— START Records for this task —

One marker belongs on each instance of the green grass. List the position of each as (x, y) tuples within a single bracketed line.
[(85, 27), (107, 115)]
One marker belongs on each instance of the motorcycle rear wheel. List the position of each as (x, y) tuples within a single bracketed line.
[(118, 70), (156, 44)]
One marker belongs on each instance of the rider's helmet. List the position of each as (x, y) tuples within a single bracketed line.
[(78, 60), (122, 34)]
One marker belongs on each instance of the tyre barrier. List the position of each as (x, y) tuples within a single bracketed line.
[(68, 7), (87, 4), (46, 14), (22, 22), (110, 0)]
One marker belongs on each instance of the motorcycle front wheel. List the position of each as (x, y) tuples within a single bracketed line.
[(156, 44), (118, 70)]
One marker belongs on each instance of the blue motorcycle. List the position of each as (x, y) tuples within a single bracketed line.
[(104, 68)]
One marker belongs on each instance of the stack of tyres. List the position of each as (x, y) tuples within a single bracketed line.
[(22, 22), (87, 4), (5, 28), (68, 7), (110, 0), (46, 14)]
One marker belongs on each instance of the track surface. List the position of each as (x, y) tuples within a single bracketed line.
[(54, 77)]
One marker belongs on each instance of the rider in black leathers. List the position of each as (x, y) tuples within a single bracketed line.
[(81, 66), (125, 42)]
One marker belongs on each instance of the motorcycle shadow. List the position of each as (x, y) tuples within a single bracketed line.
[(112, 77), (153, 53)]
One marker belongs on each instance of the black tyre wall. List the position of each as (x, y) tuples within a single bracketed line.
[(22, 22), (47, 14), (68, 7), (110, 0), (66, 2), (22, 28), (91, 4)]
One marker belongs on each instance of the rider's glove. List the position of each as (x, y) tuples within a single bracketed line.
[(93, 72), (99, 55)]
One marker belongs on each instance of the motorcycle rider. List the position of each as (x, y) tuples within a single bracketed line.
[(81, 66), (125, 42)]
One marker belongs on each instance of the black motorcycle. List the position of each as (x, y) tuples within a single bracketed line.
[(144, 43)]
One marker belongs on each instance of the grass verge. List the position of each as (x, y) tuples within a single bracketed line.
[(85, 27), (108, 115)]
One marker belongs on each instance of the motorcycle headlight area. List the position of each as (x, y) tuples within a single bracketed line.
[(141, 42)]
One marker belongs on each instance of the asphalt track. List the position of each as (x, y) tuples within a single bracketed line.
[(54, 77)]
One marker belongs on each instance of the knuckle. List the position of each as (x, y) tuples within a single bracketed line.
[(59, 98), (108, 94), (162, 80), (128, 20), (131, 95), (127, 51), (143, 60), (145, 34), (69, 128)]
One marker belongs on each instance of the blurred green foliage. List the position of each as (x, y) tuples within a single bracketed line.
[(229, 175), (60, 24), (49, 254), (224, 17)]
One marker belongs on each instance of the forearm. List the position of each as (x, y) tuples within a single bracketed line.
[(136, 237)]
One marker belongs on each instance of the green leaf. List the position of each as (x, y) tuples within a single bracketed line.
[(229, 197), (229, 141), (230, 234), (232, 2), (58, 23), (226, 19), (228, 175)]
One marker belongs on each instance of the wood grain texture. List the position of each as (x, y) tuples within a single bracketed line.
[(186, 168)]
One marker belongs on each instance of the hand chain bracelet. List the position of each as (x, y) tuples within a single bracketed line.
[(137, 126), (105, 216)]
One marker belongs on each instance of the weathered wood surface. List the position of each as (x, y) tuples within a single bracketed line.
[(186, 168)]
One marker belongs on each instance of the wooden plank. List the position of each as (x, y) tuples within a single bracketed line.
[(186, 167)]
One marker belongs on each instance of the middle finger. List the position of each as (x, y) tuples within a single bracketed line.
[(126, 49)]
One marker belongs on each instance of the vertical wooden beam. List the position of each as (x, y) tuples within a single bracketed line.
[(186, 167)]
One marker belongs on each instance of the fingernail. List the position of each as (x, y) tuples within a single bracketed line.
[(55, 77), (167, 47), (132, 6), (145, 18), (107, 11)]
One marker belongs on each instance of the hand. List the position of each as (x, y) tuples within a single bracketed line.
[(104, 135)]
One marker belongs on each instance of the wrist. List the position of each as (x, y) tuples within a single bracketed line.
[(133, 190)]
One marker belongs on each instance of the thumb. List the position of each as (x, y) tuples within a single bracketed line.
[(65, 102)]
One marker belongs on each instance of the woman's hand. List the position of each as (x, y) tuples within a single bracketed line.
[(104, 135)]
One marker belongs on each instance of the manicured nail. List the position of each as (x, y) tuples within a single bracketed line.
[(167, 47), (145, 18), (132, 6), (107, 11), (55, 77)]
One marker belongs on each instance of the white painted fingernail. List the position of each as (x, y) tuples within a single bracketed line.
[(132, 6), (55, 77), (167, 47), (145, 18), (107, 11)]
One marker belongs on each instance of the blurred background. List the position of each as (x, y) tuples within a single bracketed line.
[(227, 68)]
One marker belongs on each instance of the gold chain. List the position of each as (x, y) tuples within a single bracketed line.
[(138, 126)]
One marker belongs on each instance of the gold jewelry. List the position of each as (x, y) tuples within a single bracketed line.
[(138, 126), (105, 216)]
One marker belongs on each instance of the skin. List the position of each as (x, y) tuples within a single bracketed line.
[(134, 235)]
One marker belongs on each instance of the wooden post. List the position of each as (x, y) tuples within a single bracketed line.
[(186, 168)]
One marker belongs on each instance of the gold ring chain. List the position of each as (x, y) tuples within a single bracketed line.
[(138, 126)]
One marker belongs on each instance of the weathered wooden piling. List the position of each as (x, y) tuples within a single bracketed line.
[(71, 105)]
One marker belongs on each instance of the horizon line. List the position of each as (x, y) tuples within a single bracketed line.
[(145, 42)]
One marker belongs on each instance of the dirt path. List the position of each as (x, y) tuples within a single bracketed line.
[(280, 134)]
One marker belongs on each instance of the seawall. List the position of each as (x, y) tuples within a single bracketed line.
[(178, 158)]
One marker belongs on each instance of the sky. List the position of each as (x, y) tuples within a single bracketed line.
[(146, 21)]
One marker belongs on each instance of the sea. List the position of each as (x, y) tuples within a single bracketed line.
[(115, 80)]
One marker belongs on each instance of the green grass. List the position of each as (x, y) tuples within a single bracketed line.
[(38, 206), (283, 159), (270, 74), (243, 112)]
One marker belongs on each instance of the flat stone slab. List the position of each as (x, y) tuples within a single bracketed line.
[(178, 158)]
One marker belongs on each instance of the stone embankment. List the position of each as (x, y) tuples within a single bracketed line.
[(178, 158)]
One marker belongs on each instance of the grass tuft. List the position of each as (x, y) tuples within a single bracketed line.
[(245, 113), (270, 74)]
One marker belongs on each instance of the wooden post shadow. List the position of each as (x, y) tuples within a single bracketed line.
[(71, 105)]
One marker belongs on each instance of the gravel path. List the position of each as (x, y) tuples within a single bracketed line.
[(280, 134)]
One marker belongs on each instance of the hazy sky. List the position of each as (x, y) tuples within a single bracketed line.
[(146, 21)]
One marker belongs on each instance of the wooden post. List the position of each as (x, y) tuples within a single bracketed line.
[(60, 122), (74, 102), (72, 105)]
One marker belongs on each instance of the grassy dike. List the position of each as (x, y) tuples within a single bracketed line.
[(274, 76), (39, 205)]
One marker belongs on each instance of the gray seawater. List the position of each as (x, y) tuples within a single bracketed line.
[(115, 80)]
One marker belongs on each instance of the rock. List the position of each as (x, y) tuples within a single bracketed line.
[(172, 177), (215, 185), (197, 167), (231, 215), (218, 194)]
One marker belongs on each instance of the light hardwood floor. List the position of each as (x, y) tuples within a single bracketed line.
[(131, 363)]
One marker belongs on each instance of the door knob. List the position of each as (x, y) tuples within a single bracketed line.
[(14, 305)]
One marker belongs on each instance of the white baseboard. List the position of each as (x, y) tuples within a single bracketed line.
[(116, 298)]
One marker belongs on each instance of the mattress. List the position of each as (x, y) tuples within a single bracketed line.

— END Records for this task —

» **What is needed**
Copy the lines above word for word, from the line with "One marker belongs on each instance of the black tyre" to the line with "[(85, 27), (108, 115)]", both included.

» **Final answer**
One marker belongs on each instance of the black tyre wall. List the position of each as (x, y) tuples within a single bracketed line.
[(22, 22), (47, 14), (68, 7), (110, 0), (66, 2), (22, 28), (91, 4)]
One marker belongs on each instance of the rider's glove. List the position of each as (x, y) tuples within a single bracketed line.
[(93, 72), (99, 55)]
One marker belongs on each instance of the motorcycle rider. List the position of each as (x, y) tuples within a single bracketed line.
[(81, 66), (125, 42)]
One marker belongs on each instance of the black motorcycle. List the position of each as (x, y) tuples within a single bracketed line.
[(144, 43)]
One marker belongs on each instance of the grass verge. List the position of each as (x, y) tuples within a single bracketed line.
[(85, 27), (108, 115)]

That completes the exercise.